[Location annotation dataset excerpts]
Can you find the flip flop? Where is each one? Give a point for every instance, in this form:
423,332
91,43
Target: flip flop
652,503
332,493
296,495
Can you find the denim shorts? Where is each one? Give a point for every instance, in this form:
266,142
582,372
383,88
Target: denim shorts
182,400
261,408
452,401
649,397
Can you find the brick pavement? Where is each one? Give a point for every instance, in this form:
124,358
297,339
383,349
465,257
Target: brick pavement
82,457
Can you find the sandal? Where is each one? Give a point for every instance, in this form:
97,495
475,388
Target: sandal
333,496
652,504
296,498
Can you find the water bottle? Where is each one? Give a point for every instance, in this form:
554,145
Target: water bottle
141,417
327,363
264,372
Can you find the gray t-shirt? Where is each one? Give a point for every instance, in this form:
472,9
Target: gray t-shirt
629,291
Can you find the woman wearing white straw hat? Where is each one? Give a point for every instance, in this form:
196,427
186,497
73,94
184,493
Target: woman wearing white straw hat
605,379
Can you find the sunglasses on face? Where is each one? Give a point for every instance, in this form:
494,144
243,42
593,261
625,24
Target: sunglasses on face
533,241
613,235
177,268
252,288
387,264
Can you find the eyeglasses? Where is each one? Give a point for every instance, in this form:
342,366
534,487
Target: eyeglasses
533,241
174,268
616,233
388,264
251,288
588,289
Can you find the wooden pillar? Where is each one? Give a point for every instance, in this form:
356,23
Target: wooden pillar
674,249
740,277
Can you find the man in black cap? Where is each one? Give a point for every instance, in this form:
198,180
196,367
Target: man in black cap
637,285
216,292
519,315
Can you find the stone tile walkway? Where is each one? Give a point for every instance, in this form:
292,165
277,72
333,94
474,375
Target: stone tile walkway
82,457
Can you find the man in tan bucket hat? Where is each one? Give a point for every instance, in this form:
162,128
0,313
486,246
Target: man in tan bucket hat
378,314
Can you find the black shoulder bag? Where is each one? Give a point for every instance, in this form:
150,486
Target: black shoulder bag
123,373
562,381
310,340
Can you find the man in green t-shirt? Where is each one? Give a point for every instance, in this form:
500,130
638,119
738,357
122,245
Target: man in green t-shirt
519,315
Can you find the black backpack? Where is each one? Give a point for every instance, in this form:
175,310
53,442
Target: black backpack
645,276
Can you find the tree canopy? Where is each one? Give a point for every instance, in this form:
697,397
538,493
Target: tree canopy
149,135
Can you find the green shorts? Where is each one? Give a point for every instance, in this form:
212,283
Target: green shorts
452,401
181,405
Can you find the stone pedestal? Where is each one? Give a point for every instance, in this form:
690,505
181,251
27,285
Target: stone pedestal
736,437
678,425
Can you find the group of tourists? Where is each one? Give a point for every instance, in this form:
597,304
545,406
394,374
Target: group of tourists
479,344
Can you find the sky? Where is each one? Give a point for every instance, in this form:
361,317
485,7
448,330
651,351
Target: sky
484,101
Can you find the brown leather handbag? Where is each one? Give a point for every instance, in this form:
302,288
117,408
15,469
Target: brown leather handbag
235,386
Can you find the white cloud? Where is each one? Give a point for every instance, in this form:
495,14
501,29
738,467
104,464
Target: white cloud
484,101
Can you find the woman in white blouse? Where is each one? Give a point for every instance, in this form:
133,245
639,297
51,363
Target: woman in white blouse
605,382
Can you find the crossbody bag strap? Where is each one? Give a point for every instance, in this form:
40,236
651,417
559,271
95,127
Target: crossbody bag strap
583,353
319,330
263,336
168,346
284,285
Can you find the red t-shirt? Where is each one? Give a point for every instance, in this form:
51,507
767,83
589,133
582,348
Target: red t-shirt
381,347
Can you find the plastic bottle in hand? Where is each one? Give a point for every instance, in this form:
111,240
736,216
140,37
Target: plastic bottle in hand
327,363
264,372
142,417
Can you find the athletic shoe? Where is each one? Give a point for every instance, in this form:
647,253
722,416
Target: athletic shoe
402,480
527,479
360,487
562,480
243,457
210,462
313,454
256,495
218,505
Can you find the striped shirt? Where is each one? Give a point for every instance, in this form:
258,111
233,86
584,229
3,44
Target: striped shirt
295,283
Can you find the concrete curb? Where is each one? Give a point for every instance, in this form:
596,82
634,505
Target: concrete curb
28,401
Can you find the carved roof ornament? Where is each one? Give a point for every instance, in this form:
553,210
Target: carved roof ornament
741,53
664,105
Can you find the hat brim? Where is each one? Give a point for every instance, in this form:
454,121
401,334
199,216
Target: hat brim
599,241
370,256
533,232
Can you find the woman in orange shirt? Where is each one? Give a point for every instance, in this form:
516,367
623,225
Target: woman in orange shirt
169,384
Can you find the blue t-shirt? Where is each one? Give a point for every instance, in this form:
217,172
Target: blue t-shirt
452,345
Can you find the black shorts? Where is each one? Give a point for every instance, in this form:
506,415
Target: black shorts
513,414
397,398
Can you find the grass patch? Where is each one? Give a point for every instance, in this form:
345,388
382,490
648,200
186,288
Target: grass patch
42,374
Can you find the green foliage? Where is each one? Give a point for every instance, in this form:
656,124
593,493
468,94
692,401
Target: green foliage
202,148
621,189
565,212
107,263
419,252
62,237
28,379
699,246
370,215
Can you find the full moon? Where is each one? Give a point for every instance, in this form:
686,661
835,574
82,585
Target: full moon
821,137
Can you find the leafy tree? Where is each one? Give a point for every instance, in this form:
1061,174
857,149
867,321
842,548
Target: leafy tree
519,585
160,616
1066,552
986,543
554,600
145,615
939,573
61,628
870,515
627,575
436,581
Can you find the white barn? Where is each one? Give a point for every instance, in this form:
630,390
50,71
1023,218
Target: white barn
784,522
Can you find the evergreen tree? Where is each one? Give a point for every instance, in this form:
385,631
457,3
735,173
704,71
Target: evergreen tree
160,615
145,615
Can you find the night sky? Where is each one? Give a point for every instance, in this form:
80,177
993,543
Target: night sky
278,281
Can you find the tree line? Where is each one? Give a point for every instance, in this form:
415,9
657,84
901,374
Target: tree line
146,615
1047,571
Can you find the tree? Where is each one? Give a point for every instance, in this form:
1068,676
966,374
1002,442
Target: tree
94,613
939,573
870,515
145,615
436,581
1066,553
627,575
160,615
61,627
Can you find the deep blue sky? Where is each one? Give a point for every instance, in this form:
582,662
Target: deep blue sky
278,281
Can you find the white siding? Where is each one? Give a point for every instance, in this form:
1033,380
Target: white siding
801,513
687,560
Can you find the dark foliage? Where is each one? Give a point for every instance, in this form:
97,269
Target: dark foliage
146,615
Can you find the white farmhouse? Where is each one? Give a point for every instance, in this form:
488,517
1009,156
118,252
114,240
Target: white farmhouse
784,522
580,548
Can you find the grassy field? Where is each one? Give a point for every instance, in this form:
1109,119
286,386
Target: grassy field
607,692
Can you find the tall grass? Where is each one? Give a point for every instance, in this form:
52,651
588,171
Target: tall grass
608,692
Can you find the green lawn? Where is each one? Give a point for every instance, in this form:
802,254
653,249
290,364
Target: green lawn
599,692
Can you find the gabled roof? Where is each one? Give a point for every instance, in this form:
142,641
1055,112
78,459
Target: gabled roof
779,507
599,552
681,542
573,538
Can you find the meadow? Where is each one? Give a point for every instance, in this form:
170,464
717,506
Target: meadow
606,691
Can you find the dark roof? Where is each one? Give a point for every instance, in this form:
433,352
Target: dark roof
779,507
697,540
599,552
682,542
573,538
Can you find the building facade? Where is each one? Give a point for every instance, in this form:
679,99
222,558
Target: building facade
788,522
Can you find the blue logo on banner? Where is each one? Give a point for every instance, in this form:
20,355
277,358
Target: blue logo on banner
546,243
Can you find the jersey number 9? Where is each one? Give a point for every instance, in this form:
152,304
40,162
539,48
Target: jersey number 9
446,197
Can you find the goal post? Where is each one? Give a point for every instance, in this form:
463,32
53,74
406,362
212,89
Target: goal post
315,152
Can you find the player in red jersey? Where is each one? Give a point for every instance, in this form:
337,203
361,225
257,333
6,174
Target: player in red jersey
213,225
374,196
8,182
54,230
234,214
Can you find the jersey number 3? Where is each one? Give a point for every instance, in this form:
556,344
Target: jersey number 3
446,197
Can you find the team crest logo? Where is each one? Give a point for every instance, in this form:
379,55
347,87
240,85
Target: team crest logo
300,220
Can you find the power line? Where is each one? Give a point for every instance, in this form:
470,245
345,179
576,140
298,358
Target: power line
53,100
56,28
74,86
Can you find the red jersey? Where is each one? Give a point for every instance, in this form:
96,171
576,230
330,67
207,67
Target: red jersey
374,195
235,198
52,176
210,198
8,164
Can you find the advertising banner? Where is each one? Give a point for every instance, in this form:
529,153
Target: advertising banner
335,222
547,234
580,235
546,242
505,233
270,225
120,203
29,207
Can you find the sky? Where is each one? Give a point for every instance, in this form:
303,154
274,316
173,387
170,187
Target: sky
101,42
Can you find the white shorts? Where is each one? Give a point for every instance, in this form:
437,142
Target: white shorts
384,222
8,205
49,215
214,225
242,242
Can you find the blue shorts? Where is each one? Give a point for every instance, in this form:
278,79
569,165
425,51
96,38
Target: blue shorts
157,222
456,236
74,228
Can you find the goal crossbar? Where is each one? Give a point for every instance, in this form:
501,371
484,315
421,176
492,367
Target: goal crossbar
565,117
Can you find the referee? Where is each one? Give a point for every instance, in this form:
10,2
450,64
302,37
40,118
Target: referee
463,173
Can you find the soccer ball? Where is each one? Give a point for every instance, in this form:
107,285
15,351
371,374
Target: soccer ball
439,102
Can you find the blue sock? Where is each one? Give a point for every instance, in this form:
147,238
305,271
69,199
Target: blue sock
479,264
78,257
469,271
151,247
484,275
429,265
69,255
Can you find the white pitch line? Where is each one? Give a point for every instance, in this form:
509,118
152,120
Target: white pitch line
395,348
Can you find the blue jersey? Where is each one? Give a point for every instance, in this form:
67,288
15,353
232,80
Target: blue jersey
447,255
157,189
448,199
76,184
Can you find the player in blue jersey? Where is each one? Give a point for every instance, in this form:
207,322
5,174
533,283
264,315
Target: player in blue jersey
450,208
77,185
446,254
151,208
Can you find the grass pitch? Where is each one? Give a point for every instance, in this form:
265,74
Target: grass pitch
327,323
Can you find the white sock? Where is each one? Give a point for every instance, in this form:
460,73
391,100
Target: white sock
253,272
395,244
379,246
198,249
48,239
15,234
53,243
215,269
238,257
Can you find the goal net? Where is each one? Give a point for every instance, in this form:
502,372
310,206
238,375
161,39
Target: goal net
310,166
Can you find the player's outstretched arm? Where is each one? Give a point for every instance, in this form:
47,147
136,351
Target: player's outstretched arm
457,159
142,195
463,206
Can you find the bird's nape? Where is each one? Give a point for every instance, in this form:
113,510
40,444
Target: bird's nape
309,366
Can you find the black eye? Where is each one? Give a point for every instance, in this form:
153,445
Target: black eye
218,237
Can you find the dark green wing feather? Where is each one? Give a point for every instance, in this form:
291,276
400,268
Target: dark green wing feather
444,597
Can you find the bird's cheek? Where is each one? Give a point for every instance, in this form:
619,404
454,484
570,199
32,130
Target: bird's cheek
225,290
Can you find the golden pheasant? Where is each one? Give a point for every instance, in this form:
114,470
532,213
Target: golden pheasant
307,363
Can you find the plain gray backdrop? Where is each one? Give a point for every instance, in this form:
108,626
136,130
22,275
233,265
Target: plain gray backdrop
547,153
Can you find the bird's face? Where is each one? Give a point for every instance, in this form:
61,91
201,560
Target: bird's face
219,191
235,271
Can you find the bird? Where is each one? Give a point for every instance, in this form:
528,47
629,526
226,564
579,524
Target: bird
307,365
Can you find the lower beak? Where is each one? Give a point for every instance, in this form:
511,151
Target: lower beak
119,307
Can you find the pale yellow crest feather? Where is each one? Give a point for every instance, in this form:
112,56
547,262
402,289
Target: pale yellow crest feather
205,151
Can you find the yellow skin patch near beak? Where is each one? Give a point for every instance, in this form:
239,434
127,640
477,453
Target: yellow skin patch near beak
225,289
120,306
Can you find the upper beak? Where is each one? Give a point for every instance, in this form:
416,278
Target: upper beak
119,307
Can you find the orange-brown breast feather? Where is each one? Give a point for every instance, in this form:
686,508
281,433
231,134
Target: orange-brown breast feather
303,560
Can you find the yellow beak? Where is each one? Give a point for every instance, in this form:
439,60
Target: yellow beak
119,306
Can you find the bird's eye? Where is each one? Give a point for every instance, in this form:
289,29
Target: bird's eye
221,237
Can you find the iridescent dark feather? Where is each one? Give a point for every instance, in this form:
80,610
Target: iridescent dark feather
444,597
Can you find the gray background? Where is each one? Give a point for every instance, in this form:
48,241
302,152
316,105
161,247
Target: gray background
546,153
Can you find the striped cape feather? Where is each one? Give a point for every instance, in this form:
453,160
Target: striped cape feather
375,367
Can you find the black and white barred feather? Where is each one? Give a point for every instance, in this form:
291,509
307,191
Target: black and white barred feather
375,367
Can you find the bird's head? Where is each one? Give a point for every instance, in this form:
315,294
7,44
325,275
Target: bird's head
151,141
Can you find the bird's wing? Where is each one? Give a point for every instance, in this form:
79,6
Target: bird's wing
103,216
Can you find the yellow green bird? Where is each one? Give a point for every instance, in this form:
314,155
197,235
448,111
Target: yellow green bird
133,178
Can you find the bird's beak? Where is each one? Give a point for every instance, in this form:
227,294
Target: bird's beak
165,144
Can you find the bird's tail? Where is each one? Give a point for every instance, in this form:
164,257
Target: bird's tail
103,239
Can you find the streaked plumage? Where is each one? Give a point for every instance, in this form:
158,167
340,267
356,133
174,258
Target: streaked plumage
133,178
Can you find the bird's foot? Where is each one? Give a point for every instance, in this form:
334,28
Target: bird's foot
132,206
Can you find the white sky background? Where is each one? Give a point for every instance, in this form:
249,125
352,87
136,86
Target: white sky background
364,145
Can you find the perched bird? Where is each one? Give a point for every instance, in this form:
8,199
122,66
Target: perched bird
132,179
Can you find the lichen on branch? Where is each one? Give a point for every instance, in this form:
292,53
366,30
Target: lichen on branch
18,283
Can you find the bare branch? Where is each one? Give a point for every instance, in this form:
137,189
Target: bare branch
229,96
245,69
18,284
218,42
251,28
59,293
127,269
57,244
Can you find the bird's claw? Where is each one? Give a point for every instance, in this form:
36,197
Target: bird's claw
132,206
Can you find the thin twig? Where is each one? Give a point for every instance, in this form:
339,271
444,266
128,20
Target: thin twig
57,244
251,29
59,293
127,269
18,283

> Request
The lines to reproduce run from the one that contains "Can you find the striped cape" through the last line above; copy them exactly.

> Result below
Can you find the striped cape feather? Where is each one? Give a point for every instance, in this form:
453,160
Target: striped cape feather
375,367
Can you find the black and white barred feather? Where is each one? Give a point for every instance, in this form:
291,509
307,191
Target: black and white barred feather
375,367
Can you find the bird's head? Where is each one? Give a point for every instance, in this form:
315,294
7,44
325,275
Target: bird's head
151,141
Can you find the bird's wing? Where is each one? Give a point for every instance, in this form:
79,6
Target: bird's wing
103,216
Can you find the yellow green bird? Where is each one? Give a point for every instance, in this form:
314,155
197,235
448,111
Target: yellow green bird
133,178
Can you find the bird's beak? Where is each one? Give a point for every instance, in this form:
227,294
Target: bird's beak
165,144
Can you find the bird's tail? Where is each one? Give a point for every instance, in this form:
164,257
Target: bird's tail
103,239
Can you find the streaked plumage? Where is each one? Give a point for every instance, in this form:
158,167
340,267
356,133
174,258
Target: streaked plumage
133,178
Can you find the bird's foot? Where is each one? Give a point for every instance, in this form:
334,28
Target: bird's foot
132,206
Can you find the white sky background? Where is each one? Give a point for every instance, in this form:
249,125
352,87
136,86
Target: white sky background
364,145
Can you find the perched bird? Where is each one? Give a point for every instance, in this form:
8,199
122,66
Target: perched bird
132,179
Can you find the lichen on branch? Where is each one? Give a point for every instance, in this form:
292,53
366,30
Target: lichen on branch
18,283
Can you find the bare branch? Where is each one? Give a point for every instance, in this form:
137,189
Target: bare branch
229,96
245,69
18,284
218,42
251,28
59,293
127,269
57,244
Can you find the bird's claw? Where is each one? Give a point for every instance, in this form:
36,197
Target: bird's claw
132,206
Can you find the thin twig? Where is each one? Give a point for every instance, in this form:
339,271
444,266
128,20
Target: thin twig
57,244
251,29
59,293
127,269
18,283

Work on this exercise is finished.